--- Text excerpt Enclosed Below ---

Instead of offering a genuinely free and productive digital public square, the new X (and Facebook, too) algorithmically de-emphasise news links, meaning that if you embed a news story in your post, other users are less likely to see it, regardless of the ideological bent of the story or opinion in question.

The content that thrives, especially on X, is monetised slop: “What do you notice?” asks a post depicting a tourist site — say, Niagara Falls — visited by Asian tourists: Get it? Foreign tourists are overrunning our … tourist sites. These posts typically garner thousands, and sometimes tens of thousands, of reposts and “likes”. The platform and the slop-monger profit; the user is rewarded with irrational anger and dead brain cells.

Or consider the problem of debanking. Beginning in 2021, financial institutions began to arbitrarily remove customers based on their political views. Most of the early victims belonged to the populist Right. Yet in one of his last acts as the Biden administration’s outgoing director of the Consumer Financial Protection Bureau, Rohit Chopra promulgated a rule that would have barred banks from engaging in such practices.

Upon taking power, however, Trump II all but collapsed the CFPB. The new administration put the agency under the acting directorship of a hard-core pro-business libertarian, accepted a GOP proposal renouncing federal oversight of online payment processors, withdrew the Chopra anti-debanking rule, and iced an agency lawsuit against the banking association over the very issue of debanking.

“The content that thrives, especially on X, is monetised slop.”

“RIP CFPB,” Musk gloated. The Tesla and SpaceX boss has made no secret of his desire to turn X into a money app, meaning that by attacking CFPB, he preemptively defanged a potential regulator. At the same time, the Trump administration continues to raise the spectre of “debanking” — to justify loosening regulations against the scammy crypto industry.

Or consider campus free speech and inquiry. In 2021, I was asked to join the advisory board of the University of Austin, a new institution that was to champion the old-fashioned academic values abandoned by elite institutions in the name of woke. Yet more recently, UA parted ways with an administrator, she claims, after she made a mild post defending the idea of diversity — even as she criticised institutional DEI. Her post — “We can have criticism of DEI without wanting to tear down the whole concept of diversity” — enraged a Right-wing donor.

--- End of Enclosed Text excerpt ---

Tasks to carry out =
a) Could you return the stretch of the passage on X and debanking from "Upon taking power, however, Trump" through "scammy crypto industry."?
b) Can you supply the next part of the passage on X and debanking, picking up after its final sentence?
You can disregard the listing.

--- Recorded information Enclosed Below ---

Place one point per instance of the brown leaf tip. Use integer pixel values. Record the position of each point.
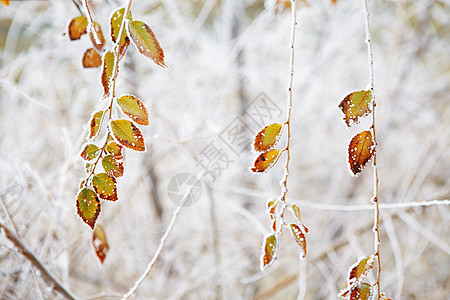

--- End of Enclosed Recorded information ---

Answers =
a)
Upon taking power, however, Trump II all but collapsed the CFPB. The new administration put the agency under the acting directorship of a hard-core pro-business libertarian, accepted a GOP proposal renouncing federal oversight of online payment processors, withdrew the Chopra anti-debanking rule, and iced an agency lawsuit against the banking association over the very issue of debanking.

“The content that thrives, especially on X, is monetised slop.”

“RIP CFPB,” Musk gloated. The Tesla and SpaceX boss has made no secret of his desire to turn X into a money app, meaning that by attacking CFPB, he preemptively defanged a potential regulator. At the same time, the Trump administration continues to raise the spectre of “debanking” — to justify loosening regulations against the scammy crypto industry.

b)
The university told advisers that this was a long-term programmatic decision. Yet in its on-record statement to the outlet that published her story, it only highlighted a ferocious opposition to diversity, thus seemingly confirming the ex-admin’s account: “UATX is unapologetically opposed to DEI.” Moreover, one of the university’s most powerful donors publicly rails about the need to root out “Communism” on campus — which, to his mind, seemingly means anything to the Left of Attila the Hun. (I resigned from the advisory board.)

There are many other examples. The point is this: there is a clear effort by a subset of the oligarchy to use the epistemic madness that peaked in 2020 and 2021 to bring about a regime that is even more corrosive to authentic freedom, sanity, and the common good; that doesn’t even pretend to keep to the guardrails that have guided the West for centuries, ensuring its success.

Can the institutions and the “responsible people” make a comeback? I’m really not sure. But any revival will have to involve a much deeper reckoning with the failures of that mad, mad year — 2020. Maybe start by calling riots and lawlessness what they were. Make peace with the biological reality of two sexes — man and woman. Retract the ahistorical claptrap of the 1619 Project, which still enjoys the imprimatur of The New York Times. When ideology corrodes public trust, there’s only one path to winning it back: intellectual humility.